§ Supplied material:
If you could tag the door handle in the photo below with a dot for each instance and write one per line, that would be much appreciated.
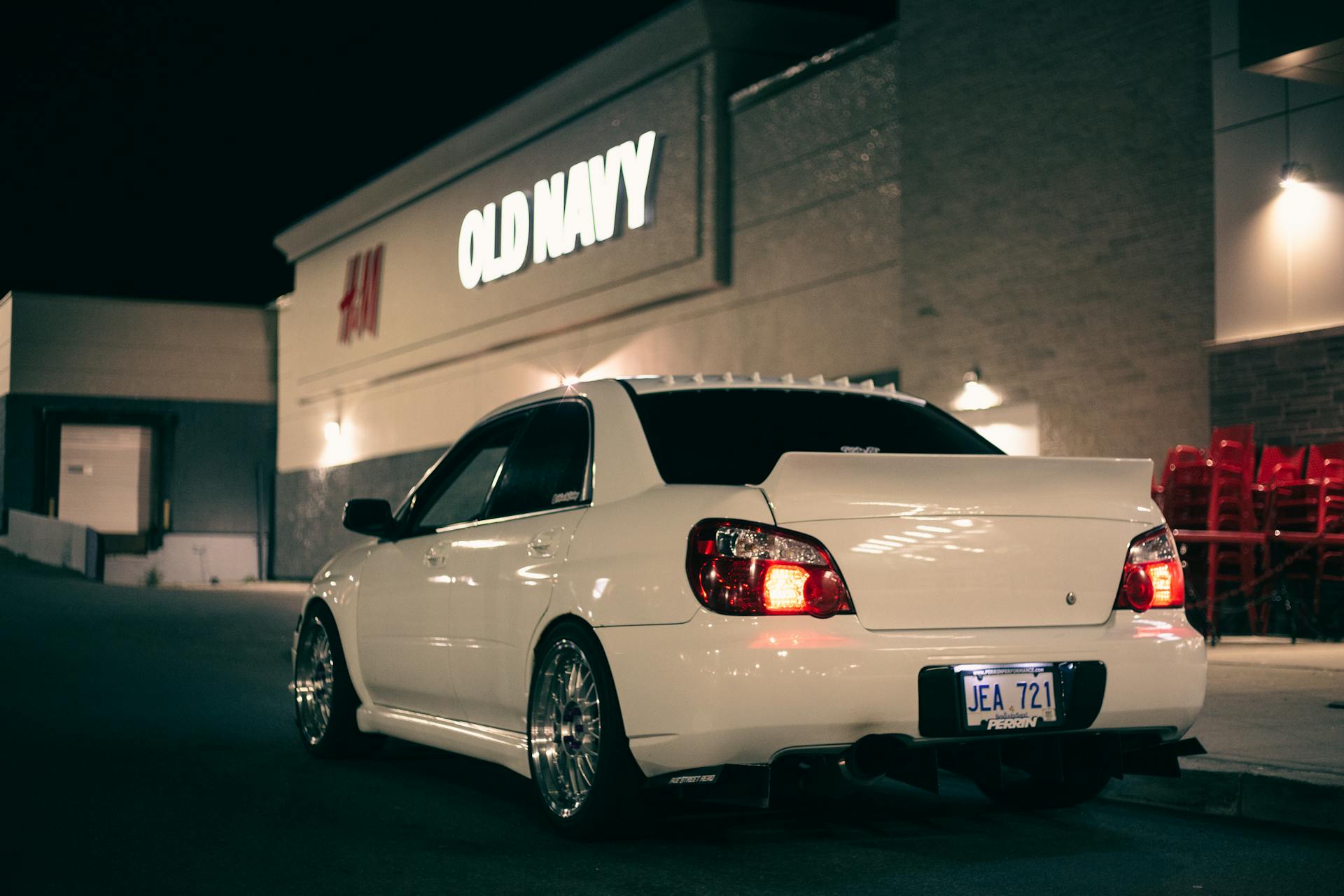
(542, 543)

...

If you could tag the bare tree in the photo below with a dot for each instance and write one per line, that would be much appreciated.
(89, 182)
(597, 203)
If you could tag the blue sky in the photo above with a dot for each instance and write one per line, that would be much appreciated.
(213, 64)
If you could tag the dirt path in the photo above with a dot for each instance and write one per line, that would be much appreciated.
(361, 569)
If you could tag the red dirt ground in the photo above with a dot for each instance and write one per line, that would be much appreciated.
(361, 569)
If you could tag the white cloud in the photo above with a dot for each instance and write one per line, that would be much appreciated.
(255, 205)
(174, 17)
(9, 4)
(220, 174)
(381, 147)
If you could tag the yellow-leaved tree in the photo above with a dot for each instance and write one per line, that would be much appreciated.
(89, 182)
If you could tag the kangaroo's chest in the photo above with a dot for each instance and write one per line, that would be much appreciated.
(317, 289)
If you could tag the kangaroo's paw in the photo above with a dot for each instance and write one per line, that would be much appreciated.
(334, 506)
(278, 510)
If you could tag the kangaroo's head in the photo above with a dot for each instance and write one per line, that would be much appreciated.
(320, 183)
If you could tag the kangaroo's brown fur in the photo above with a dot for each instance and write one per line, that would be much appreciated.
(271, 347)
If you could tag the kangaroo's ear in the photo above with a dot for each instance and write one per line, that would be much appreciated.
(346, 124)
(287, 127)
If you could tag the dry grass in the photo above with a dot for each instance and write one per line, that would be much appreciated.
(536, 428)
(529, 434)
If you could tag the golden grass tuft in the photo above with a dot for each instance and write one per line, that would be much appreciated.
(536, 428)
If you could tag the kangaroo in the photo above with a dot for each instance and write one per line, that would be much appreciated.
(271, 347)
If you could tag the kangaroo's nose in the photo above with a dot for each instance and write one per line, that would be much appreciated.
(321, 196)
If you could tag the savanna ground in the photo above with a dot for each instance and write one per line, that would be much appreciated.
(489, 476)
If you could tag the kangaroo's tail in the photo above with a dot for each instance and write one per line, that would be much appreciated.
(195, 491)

* * *

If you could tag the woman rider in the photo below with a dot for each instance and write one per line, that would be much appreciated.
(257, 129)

§ Goal: Pick out every row above that contains the word "dirt", and copy each one in full.

§ Solution to this problem:
If you could tag the dirt path in the photo above with a dot for each instance and write one per line, that would be much appreciated.
If you could tag the red dirt ground in the photo above with a dot for each instance and write one per line, that would be much appreciated.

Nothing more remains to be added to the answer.